Lemma 5.12.4. Let $X$ be a Hausdorff topological space.

If $E \subset X$ is quasi-compact, then it is closed.

If $E_1, E_2 \subset X$ are disjoint quasi-compact subsets then there exists opens $E_ i \subset U_ i$ with $U_1 \cap U_2 = \emptyset $.

Lemma 5.12.4. Let $X$ be a Hausdorff topological space.

If $E \subset X$ is quasi-compact, then it is closed.

If $E_1, E_2 \subset X$ are disjoint quasi-compact subsets then there exists opens $E_ i \subset U_ i$ with $U_1 \cap U_2 = \emptyset $.

**Proof.**
Proof of (1). Let $x \in X$, $x \not\in E$. For every $e \in E$ we can find disjoint opens $V_ e$ and $U_ e$ with $e \in V_ e$ and $x \in U_ e$. Since $E \subset \bigcup V_ e$ we can find finitely many $e_1, \ldots , e_ n$ such that $E \subset V_{e_1} \cup \ldots \cup V_{e_ n}$. Then $U = U_{e_1} \cap \ldots \cap U_{e_ n}$ is an open neighbourhood of $x$ which avoids $V_{e_1} \cup \ldots \cup V_{e_ n}$. In particular it avoids $E$. Thus $E$ is closed.

◆ Data extract:
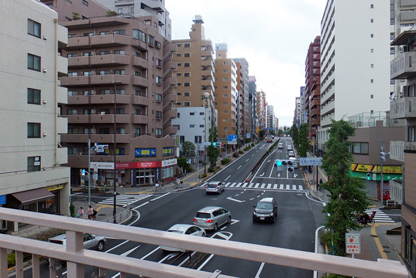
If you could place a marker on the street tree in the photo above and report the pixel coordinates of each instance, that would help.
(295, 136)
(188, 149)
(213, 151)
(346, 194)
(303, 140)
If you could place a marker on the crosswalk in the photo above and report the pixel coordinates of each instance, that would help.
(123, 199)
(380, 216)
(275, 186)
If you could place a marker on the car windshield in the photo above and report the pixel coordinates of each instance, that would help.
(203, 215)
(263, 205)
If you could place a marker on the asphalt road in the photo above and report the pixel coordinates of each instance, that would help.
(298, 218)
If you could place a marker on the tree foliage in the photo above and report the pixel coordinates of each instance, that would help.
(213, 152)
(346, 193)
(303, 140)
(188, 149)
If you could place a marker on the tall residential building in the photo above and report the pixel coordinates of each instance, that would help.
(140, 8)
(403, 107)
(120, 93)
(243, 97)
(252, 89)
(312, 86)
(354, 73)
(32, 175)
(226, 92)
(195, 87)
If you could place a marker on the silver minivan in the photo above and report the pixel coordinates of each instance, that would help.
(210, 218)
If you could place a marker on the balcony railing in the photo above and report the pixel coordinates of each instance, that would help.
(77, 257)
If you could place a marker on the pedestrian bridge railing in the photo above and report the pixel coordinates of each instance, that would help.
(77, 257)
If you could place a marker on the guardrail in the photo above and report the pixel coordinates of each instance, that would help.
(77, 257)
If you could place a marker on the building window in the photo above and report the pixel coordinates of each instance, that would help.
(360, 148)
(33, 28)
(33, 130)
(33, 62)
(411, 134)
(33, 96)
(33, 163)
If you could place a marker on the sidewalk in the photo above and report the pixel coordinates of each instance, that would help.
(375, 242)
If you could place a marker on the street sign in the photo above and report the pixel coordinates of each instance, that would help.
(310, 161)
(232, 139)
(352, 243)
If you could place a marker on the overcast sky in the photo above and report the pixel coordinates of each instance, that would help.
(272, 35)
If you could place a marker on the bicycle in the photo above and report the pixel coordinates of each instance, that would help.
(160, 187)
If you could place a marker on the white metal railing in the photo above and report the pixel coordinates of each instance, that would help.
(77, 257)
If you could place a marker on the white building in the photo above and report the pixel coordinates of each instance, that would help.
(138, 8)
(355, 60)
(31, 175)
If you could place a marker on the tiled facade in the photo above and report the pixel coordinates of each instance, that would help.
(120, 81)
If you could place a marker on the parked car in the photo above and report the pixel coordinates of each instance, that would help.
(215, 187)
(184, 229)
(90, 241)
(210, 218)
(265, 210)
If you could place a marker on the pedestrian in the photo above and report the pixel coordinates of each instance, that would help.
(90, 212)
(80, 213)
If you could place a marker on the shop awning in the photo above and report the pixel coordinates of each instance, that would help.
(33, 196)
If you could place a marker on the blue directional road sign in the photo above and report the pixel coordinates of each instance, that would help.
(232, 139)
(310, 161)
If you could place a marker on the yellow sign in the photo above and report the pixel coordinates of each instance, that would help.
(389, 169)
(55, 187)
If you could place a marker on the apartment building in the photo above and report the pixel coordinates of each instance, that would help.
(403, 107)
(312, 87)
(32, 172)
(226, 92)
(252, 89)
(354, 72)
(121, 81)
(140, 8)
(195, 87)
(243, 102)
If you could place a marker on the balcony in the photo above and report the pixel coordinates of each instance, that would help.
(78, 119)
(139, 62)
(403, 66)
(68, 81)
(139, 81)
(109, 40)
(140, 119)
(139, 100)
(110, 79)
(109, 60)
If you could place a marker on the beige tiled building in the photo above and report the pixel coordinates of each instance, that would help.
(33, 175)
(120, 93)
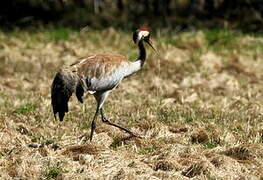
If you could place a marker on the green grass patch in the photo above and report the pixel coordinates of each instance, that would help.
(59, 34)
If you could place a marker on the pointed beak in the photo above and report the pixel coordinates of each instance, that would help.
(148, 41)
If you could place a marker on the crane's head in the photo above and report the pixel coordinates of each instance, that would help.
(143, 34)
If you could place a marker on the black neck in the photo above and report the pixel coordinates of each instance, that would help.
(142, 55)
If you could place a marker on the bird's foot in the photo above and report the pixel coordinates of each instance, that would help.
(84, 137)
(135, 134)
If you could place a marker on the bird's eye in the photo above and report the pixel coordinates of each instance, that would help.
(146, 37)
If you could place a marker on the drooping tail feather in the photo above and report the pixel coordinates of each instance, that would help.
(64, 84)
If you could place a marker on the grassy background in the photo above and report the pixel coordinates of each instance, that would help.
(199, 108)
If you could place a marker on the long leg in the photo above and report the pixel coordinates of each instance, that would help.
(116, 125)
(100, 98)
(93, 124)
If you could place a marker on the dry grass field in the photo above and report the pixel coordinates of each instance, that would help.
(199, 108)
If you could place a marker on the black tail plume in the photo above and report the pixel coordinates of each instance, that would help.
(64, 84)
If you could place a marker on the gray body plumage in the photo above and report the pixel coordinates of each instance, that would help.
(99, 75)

◆ Written task: Rewrite the lemma's paragraph that begins "Proof of (1). Let $x \in X$" as a short numbered list of steps, keeping its main facts. The entries play no part in this work.

◆ In response:
1. Take a point $x \in X$ with $x \not\in E$.
2. For each $e \in E$, pick disjoint opens $V_e$ and $U_e$ with $e \in V_e$ and $x \in U_e$.
3. The sets $V_e$ cover $E$, so finitely many of them, $V_{e_1}, \ldots, V_{e_n}$, already cover $E$.
4. $U = U_{e_1} \cap \ldots \cap U_{e_n}$ is an open neighborhood of $x$ that misses $V_{e_1} \cup \ldots \cup V_{e_n}$, so it misses $E$.
5. Therefore $E$ is closed.